- _DIRECTIONS_:
1: Write out the part of the passage on the Asperger's diagnosis that runs from "Not that this" up to and including "of New England.".
2: According to the passage on the Asperger's diagnosis, in what year did Hans Asperger identify the autism profile that later bore his name?

QUOTED PASSAGE Block Start

Without Asperger’s, the autism category is too broad and unwieldy for organizing research and services.

Can a condition with such a tremendous range of manifestations and needs be adequately addressed via a single diagnosis? It’s possible that autism embraces sub-types and syndromes that haven’t yet been identified— so the ASD category might fracture again as the science advances. Granted, we don’t know yet what most of those sub-types look like. But we arguably can pick out one or two.

“It makes sense for many of the stakeholders to have some nomenclature for specific sub-populations that share specific sets of needs,” says an autistic self-advocate who serves with me on the AANE board of directors. “The Asperger population is one such sub-population. Non-speaking autistic people would benefit greatly from having an identified need for augmentative and alternative communication devices and proficiency in their use. So adoption of labels as shorthand for specific sub-populations within autism can be a good thing.”

The current diagnostic labels are a crude means of identifying need. But they aren’t necessarily less crude than no labels at all. We can google Asperger’s.

The Asperger’s diagnosis commemorates happier times before the APA ruined everything.

With the best will in the world, one can hardly argue that the APA’s handling of DSM-5 has been disciplined or respectful. The revision process has been a debacle, characterized by cavalier, inconsistent and paternalistic messages and public disputes between professionals. At times some members of the neurodevelopmental work group seemed almost to have had a communication disorder of their own, and an obliviousness recalling that of the past DSM committees that infamously defined homosexuality as a mental disorder.

Catherine Lord, director of the Institute for Brain Development at New York-Presbyterian Hospital, and the de facto spokesperson of the DSM neurodevelopmental work group, is the developer of a diagnostic tool that is considered adept at identifying classic autism. She has described Asperger syndrome as a mild condition, which it is not. She told the New York Times in 2009, “Asperger’s means a lot of different things to different people” (this is true, though the same applies to autism itself and to other conditions in the DSM). She added, “It’s confusing and not terribly useful,” a statement that eroded confidence in her objectivity and understanding of the disorder. And it didn’t get better from there.

Such misguided blurtings combined with public concerns around other controversial DSM diagnoses, charges of insufficient evidence and a lack of transparency, rushed field trials and delayed publication. Other professionals and advocates were distinctly underwhelmed.

In these circumstances, it is difficult to place much faith in the final product. The Global and Regional Asperger Syndrome Partnership (GRASP), based in New York, the New York Asperger’s organization, is encouraging clinicians to use the forthcoming International Classifications of Diseases (ICD) codes instead.

The Asperger’s label honors Hans Asperger, the Austrian physician who in 1944 identified the autism profile that later bore his name.

Some find Asperger's understanding of autism more meaningful and sympathetic than that of Leo Kanner, author of Autistic Disturbances of Affective Contact (1943) and originator of the infamous theory that “refrigerator mothers” caused autism in their children (later popularised by the psychologist Bruno Bettelheim). Hans Asperger’s instinct seems less pathologizing: “Autistic people have their place in the organism of the social community. They fulfill their role well, perhaps better than anyone else could, and we are talking of people who as children had the greatest difficulties and caused untold worries to their care-givers” (1944, translated by Uta Frith, 1991, Autism and Asperger syndrome. Cambridge University Press. pp. 37–92).

Not that this is sufficient reason for a diagnostic category. But we like the guy.

 

 

 

 

 

Lucy Berrington is a Massachusetts writer and the parent of a teen with Asperger syndrome. She serves on the Board of Directors of the Asperger's Association of New England.

QUOTED PASSAGE Block End
GIVEN ENTRIES Block Start

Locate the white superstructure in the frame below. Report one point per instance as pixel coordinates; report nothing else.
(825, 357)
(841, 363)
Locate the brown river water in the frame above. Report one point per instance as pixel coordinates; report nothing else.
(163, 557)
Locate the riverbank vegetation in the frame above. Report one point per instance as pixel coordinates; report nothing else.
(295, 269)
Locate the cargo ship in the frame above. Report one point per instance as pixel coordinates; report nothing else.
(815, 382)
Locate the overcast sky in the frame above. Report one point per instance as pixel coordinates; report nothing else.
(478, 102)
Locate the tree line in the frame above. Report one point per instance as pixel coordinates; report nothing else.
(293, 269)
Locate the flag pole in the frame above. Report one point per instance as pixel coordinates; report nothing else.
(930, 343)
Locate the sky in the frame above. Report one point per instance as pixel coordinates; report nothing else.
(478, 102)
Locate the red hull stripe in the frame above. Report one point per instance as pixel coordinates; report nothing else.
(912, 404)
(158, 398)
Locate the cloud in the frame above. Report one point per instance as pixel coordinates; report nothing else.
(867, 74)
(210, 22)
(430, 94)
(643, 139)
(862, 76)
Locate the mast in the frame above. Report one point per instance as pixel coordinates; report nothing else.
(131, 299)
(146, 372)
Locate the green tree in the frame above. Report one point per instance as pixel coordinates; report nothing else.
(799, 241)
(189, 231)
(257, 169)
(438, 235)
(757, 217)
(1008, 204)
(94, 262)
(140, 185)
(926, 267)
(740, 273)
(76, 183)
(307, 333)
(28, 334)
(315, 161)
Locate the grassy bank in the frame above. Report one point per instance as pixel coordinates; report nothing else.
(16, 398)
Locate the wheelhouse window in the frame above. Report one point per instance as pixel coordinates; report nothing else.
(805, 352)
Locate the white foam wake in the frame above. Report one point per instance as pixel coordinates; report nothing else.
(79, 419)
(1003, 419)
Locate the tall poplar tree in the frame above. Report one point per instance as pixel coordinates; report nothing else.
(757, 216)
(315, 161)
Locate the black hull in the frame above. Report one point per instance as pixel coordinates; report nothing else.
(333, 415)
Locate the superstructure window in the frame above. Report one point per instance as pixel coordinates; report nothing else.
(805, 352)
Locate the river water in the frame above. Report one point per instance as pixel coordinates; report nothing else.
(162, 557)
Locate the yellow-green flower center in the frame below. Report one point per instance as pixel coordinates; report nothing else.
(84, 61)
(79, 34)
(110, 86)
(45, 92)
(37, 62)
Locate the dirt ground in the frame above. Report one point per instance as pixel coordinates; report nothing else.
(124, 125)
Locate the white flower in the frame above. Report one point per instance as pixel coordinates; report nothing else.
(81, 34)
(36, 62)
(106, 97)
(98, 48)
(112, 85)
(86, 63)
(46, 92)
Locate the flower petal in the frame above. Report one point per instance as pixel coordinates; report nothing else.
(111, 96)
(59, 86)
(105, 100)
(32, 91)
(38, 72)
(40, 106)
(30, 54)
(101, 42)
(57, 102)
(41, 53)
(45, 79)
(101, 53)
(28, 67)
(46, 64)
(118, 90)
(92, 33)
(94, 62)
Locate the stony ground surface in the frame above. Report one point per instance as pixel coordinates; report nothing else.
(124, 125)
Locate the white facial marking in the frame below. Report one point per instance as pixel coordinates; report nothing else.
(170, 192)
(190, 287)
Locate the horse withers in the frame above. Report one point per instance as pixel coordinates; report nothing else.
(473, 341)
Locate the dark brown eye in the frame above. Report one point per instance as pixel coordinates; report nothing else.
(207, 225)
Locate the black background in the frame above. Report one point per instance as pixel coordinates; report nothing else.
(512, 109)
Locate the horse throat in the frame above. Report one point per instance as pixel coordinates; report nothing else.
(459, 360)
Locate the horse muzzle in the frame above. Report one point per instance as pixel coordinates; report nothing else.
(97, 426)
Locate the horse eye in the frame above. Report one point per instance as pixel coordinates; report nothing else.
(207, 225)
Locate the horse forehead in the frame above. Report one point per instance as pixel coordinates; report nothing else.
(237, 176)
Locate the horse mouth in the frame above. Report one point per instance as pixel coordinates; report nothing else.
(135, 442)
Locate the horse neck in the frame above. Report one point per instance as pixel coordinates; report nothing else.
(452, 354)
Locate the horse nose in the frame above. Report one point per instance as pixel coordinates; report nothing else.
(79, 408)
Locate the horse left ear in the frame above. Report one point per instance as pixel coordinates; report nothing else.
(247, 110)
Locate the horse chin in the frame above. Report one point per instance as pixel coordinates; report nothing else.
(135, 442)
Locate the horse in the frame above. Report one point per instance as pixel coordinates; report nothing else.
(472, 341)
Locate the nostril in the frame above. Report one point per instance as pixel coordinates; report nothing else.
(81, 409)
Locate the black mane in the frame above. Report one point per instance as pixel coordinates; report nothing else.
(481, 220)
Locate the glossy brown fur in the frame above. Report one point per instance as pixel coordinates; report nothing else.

GIVEN ENTRIES Block End

- _RESULTS IN ORDER_:
1:
Not that this is sufficient reason for a diagnostic category. But we like the guy.

 

 

 

 

 

Lucy Berrington is a Massachusetts writer and the parent of a teen with Asperger syndrome. She serves on the Board of Directors of the Asperger's Association of New England.

2: 1944